[SELECTED EXTRACT]
The truth is that neither is us. We are real, and we really are trans.

I had a strange thought. Make no sense of it; it is a spiritual truth that defies ordinary logic. I thought, God must have really loved me to have made me trans. In that moment, I felt my transness as a beautiful gift from the eternal, an endless kiss, a point of encounter, the memory of wholeness, intimacy itself. It is no better and no worse than any other kiss. It is only the particular kiss that we receive, we few who meet life at this unusual angle. In some strange way, being trans is how I know I exist, since everywhere I go, there I am, trans again.

When I was small, whenever I broke a piece of chalk–a common occurrence that greatly distressed me–my dad would make it whole again. He would take the two pieces, hold them together, get very quiet, and then hand me back a whole piece of chalk. By some sleight of hand, he’d pocketed the shorter piece; I accepted the longer half as the whole thing. A whole piece of chalk.

Of course, it is a whole piece of chalk. Every piece of chalk is a whole piece of chalk. And goddammit, I am a whole piece of chalk too.

Parallax

רְאֵה אֶת מַעֲשֵׂה הָאֱלֹהִים כִּי מִי יוּכַל לְתַקֵּן אֵת אֲשֶׁר עִוְּתוֹ

Awareness knocks my mind blank. I drop into the moment, single and crystalline. It really is right now. It’s summertime. I am a barefoot child, long, messy hair falling across my face. I am running down a hallway, my little brother just in front of me. I am holding a baby hedgehog with both hands. I feel the soft fur of its belly, the whirring of its heart. I see the honey-brown curls that crown my brother’s head. I see my knees, skinned and dirty. I see my dirty fingernails, the shiny black eyes and wiggling nose of the hedgehog, its tiny quills, hundreds of them, sharp and perfectly formed.

This moment stands out in my memory, a few seconds of total lucidity. An open-eyed glimpse of life in all its absurdity, endlessly given, invaluable.

[EXERCISE 1] In the excerpt about being trans, transcribe everything from "The truth is" up to and including "am, trans again.".
[EXERCISE 2] In the excerpt about being trans, what animal is the barefoot child holding while running down the hallway?
[EXERCISE 3] Write the next part of the excerpt about being trans, picking up after its final sentence.

[EXTRACTED DATA]
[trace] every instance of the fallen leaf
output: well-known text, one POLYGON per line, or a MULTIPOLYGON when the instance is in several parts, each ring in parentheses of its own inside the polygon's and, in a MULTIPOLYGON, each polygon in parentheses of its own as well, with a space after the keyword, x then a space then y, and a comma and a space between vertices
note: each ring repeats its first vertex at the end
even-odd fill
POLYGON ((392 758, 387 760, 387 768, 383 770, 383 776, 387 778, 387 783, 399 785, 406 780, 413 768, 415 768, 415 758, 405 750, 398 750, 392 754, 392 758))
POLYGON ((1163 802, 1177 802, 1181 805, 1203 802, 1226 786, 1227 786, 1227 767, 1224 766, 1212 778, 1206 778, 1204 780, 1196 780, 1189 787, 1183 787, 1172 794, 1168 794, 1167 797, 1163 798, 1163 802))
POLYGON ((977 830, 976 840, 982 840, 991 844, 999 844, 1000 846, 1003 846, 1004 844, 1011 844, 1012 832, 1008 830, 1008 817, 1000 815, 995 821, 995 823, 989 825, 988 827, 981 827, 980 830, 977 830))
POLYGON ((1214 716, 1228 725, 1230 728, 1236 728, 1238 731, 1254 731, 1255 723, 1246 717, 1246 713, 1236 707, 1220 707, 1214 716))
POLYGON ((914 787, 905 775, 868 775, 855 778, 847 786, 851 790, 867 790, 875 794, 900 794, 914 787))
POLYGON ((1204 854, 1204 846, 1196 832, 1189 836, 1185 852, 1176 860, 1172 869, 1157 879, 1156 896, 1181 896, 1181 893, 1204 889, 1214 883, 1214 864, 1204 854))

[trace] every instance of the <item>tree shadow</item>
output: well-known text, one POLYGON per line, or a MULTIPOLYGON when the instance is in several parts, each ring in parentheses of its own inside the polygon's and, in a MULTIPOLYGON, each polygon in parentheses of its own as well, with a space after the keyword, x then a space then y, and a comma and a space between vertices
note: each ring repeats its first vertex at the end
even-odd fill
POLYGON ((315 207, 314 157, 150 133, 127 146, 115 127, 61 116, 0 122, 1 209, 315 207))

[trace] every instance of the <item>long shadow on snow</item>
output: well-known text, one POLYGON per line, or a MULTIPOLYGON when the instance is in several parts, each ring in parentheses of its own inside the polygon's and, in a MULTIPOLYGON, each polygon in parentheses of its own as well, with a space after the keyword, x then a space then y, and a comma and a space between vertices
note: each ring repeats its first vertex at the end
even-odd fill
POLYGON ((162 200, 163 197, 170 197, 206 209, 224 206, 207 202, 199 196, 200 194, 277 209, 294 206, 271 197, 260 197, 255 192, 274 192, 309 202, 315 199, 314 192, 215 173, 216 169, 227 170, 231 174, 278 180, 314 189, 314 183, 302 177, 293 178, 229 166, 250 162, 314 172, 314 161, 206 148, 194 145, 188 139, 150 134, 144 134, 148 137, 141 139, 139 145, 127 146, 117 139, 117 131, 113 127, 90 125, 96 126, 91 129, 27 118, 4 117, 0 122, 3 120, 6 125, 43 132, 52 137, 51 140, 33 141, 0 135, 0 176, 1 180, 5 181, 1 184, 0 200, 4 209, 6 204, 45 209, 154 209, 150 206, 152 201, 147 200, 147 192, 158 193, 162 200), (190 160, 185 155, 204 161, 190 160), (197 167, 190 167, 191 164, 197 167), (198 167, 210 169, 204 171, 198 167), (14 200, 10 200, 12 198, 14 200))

[FINAL ANSWER 1]
The truth is that neither is us. We are real, and we really are trans.

I had a strange thought. Make no sense of it; it is a spiritual truth that defies ordinary logic. I thought, God must have really loved me to have made me trans. In that moment, I felt my transness as a beautiful gift from the eternal, an endless kiss, a point of encounter, the memory of wholeness, intimacy itself. It is no better and no worse than any other kiss. It is only the particular kiss that we receive, we few who meet life at this unusual angle. In some strange way, being trans is how I know I exist, since everywhere I go, there I am, trans again.

[FINAL ANSWER 2] A baby hedgehog.

[FINAL ANSWER 3]
The other night, standing in my kitchen, talking to my friends, I was suddenly overwhelmed by the truth that they are real. Really real, with whole internal worlds just like mine. Of course I always knew that, but I haven’t always felt it. We are more like adjacent branches than self-contained individuals, the same life-force animating us all.

When I was a kid I used to think that other people were robots. Literal robots. Or maybe phantoms. I was convinced that at any moment, someone was going to show up and tell me it was all one big, horrible joke. Or maybe they’d tell me I was in hell.

In the summertime, mirage pools formed on the hot asphalt, glimmering mirrors that disappear as you approach them. I wanted to fall into one, to jump through it into the sky of some world on the other side.

I was nine years old when I began really losing touch with my body. I remember looking from my arms to my thighs, arms to thighs, trying to solve the riddle. Something was very wrong. My legs were the wrong shape. There was an constant crookedness to the world in those days, like wearing someone else’s glasses.

There are almost no pictures of me smiling between the ages of 10 and 20. I used to cringe at the pictures; now I chuckle. As weird as it is to see myself dressed as a girl, I am not erased in these images. My discomfort could not be more clear.

These days I am learning to fully inhabit my body. Sometimes I sit naked and very still, just breathing, trying to experience my own form. I could never have done this years ago–too painful. Now all that remains of that heartache are a few scars on my arms and an echo of unbelief, uneasiness. I still feel a disconnect–a parallax. I squint, trying to see myself as I am. I look at my belly, my legs, my arms. Olive skin, fish-belly white on the parts of my body that don’t see much sun. Brown hair growing everywhere like desert grass. My penis looks like a little animal that might live on a coral reef. This is a thoroughly personal accounting of my physical self, divorced from all attempts to present my body for another’s gaze. No comparison to any drawing in a textbook. No measuring tape. No tyranny of memory. I think of people with phantom limb syndrome, whose pain is eased by mirrors that allow them to, say, see an image of their right hand where the left should be. I don’t need any mirrors–I just have to believe what I see.

See the work of God: Who can straighten what He has made crooked?